> Your goal: From the entries provided below, copy each line that contains the word "gray".

> Exercise material:
+ + + +

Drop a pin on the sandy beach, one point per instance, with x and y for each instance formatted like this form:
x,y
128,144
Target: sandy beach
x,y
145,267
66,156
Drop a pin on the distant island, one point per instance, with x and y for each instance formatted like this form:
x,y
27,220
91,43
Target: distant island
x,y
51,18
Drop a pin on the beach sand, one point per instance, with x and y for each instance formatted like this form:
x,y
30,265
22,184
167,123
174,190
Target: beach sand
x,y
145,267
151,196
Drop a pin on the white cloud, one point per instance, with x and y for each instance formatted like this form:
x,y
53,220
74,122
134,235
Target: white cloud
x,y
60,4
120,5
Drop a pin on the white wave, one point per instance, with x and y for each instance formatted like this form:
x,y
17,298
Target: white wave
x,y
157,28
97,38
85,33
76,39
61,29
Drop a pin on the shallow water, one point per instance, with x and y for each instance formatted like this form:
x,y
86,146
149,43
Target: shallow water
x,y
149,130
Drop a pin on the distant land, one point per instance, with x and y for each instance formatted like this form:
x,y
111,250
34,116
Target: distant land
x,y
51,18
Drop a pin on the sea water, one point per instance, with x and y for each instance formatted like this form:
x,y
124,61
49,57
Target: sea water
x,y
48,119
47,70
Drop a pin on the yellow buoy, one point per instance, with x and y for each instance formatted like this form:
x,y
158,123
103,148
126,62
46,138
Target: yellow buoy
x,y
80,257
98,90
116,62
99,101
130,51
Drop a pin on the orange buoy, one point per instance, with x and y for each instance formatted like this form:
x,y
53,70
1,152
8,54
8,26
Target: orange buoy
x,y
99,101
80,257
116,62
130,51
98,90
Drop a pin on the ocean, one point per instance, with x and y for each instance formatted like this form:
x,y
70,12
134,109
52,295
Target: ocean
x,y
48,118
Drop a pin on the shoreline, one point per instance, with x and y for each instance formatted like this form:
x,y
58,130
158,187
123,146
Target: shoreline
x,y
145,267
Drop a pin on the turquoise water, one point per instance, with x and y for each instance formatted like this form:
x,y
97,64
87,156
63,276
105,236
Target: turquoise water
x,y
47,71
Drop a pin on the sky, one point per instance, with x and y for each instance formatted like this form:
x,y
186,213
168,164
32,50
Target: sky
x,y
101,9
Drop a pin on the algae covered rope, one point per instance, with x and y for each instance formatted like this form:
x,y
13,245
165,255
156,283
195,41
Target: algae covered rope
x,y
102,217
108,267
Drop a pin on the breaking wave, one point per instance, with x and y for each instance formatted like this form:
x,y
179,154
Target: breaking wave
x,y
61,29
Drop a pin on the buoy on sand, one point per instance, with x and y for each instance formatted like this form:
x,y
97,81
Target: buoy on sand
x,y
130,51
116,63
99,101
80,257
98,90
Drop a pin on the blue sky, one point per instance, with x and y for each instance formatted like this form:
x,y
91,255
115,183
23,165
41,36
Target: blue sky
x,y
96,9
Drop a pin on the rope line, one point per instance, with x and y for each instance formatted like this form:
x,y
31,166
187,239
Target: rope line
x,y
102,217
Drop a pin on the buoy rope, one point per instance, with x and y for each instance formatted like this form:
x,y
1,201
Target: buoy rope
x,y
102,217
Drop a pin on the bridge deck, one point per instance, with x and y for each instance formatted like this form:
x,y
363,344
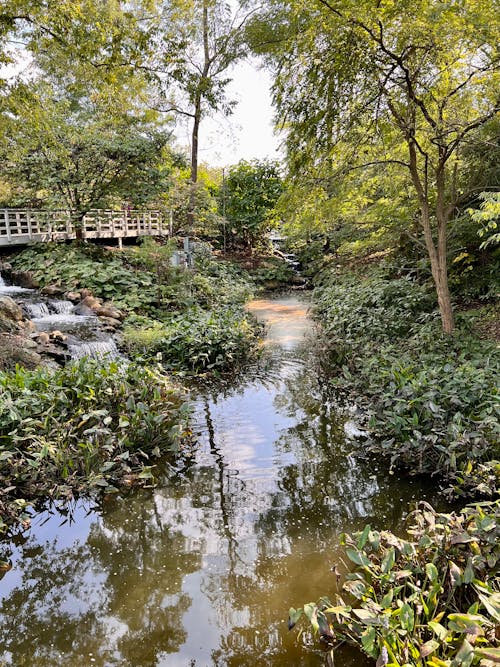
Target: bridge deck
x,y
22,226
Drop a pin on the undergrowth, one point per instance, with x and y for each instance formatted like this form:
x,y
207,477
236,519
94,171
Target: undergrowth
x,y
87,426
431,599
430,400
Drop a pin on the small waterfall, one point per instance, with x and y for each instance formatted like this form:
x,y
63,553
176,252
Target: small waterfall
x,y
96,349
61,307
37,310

+ + + +

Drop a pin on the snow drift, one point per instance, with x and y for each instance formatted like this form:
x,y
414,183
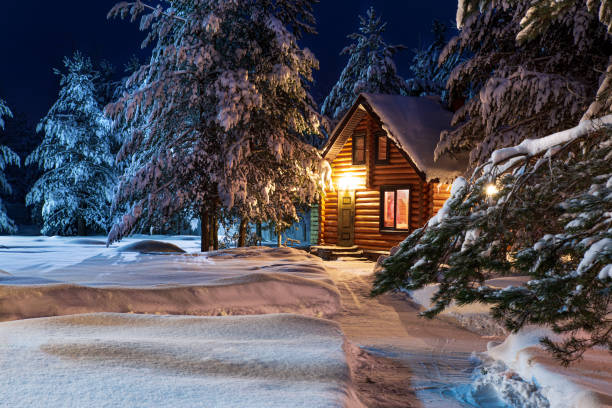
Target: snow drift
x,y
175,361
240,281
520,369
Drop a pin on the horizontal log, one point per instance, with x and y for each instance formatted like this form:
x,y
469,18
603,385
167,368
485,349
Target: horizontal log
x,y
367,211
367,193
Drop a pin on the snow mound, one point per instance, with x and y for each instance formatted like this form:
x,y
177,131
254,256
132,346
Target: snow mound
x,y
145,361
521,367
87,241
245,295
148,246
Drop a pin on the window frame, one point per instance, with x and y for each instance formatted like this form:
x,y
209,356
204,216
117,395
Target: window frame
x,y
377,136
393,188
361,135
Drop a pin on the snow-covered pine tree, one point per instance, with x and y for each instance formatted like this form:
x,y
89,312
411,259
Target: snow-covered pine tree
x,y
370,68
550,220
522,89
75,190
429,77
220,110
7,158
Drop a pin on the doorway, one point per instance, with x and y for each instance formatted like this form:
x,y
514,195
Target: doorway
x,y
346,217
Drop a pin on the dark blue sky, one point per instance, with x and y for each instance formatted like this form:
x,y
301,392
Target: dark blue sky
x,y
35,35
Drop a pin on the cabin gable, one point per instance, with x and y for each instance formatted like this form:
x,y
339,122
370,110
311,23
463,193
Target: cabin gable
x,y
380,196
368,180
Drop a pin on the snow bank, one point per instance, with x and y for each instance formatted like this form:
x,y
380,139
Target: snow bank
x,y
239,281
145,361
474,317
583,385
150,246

+ + + +

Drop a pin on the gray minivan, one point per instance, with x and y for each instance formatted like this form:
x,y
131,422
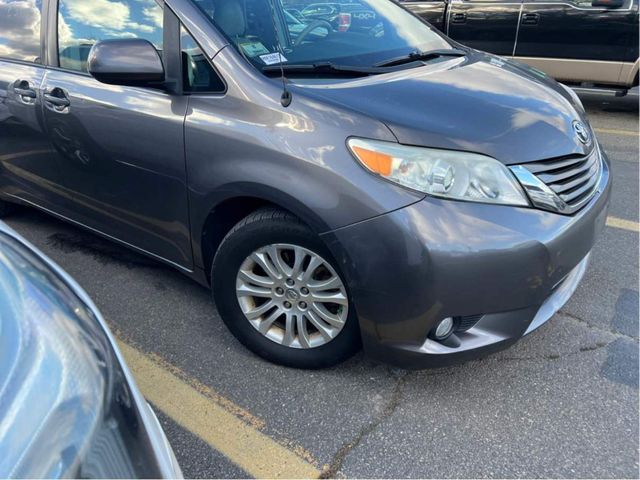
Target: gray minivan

+ + + +

> Response area:
Drop a pin on the gray minivan, one point per instance, with x and y for each instance formatted like this form:
Target: gray minivan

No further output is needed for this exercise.